» **THE TASK**
Repeat all the data exactly, and where a record holds a picture, leave that picture out.

--

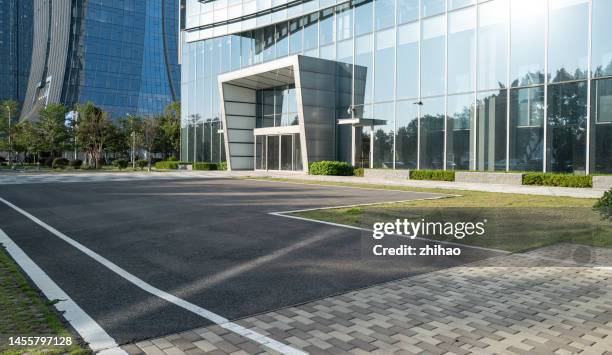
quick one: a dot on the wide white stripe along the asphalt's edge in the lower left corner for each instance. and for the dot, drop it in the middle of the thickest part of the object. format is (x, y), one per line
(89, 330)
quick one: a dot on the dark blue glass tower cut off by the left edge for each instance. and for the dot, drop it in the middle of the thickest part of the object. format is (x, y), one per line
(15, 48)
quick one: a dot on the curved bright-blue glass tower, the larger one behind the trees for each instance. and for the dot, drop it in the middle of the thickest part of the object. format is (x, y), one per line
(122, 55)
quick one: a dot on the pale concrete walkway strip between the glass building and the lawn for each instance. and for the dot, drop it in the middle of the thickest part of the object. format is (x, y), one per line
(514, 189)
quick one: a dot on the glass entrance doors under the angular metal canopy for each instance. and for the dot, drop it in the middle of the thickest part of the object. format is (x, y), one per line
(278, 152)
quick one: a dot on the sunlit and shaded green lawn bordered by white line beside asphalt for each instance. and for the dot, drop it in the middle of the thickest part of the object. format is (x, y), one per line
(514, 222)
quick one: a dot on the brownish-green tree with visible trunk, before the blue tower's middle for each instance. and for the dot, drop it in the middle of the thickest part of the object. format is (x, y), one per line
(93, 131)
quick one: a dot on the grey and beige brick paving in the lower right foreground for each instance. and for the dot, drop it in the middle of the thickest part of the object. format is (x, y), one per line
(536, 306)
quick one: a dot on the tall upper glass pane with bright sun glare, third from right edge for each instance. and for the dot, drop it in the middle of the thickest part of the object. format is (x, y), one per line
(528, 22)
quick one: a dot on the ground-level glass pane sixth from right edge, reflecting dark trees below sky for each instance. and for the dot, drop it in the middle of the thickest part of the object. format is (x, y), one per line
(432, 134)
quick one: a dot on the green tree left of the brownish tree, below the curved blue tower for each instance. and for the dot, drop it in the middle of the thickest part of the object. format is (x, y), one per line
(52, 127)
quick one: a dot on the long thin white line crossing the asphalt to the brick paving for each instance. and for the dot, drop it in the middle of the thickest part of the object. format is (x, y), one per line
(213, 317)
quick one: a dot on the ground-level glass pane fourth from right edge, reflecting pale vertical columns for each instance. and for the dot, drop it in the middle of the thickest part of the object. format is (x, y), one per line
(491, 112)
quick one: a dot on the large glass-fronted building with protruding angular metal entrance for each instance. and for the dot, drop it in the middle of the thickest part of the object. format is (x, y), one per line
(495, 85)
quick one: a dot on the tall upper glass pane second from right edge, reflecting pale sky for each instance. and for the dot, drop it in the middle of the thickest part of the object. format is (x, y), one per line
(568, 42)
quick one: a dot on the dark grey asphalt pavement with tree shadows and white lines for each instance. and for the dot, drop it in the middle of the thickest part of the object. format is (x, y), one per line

--

» **PROBLEM SOLUTION**
quick one: a dot on the wide white stripe along the asphalt's edge in the lower left corner for each instance. and for the dot, drop it in the middle of the thickest part of the object. format is (x, y), one per line
(89, 330)
quick one: a dot on the dark blue glass tower cut off by the left edge for each instance. and for the dot, drop it in the middle of the thickest part of the object. format is (x, y), one per line
(15, 48)
quick one: a dot on the curved bright-blue glass tower, the larger one behind the trees for each instance. and for the dot, drop it in the middle of the thickest part of the object. format is (x, y), one per line
(122, 55)
quick one: a dot on the pale concrete walkway strip between the glass building and the lawn for each instance. and for the dot, drop it in the middle of the thickest part of the object. format is (x, y), one per line
(514, 189)
quick one: a dot on the glass entrance doors under the angular metal canopy for each instance. and for the dot, drop it in the middle of the thickest part of the object. format is (x, y), one per line
(278, 152)
quick one: a dot on the sunlit and shaded green lawn bordered by white line beside asphalt for each instance. and for the dot, drop it in the middle of the thickest part of the object. format is (x, y), one per line
(514, 222)
quick one: a dot on the brownish-green tree with visible trunk, before the blue tower's middle for each instance. and for the dot, drop it in the middle of the thickest part of the object. format is (x, y), one per line
(93, 131)
quick one: a dot on the grey and beige brick paving in the lower right foreground for each instance. and for the dot, drop it in the middle of the thickest part of the object. format is (x, y), one per line
(536, 306)
quick one: a dot on the tall upper glass pane with bright sun glare, third from right edge for each instance. and for the dot, drop it in the middle of the thickest part of the object. format is (x, y), one per line
(528, 22)
quick one: a dot on the ground-level glass pane sixth from right edge, reflecting dark trees below sky for each instance. and for the dot, drop it in the middle of the thickest part of the object. format is (x, y), one per line
(432, 134)
quick one: a dot on the green tree left of the brownish tree, below the curved blue tower for each instance. and for the dot, drop it in the middle of the thickest part of the object. format is (x, y), one per line
(52, 127)
quick one: a dot on the long thin white line crossing the asphalt to the brick paving for each instance. and for the dot, drop it in the middle of the thickest part of the object. format is (x, y), one per line
(213, 317)
quick one: a dot on the ground-level glass pane fourth from right edge, reflecting pale vertical columns for each instance. and for the dot, drop it in the middle of the thickest part of the object. format is (x, y), one per line
(491, 112)
quick one: a dot on the large glass-fronted building with protruding angular metal entrance for each instance. and for the dot, drop it in the middle of the thickest part of the object. format is (x, y), one per line
(495, 85)
quick one: a dot on the tall upper glass pane second from right edge, reflecting pale sky for each instance. and for the dot, drop it in the middle of the thickest part of the object. format is (x, y), one per line
(568, 42)
quick one: a dot on the dark grey asphalt pavement with tree shadows and white lines for each instance. and for the dot, drop it in the middle of the thickest part of the object. format is (x, y), one per line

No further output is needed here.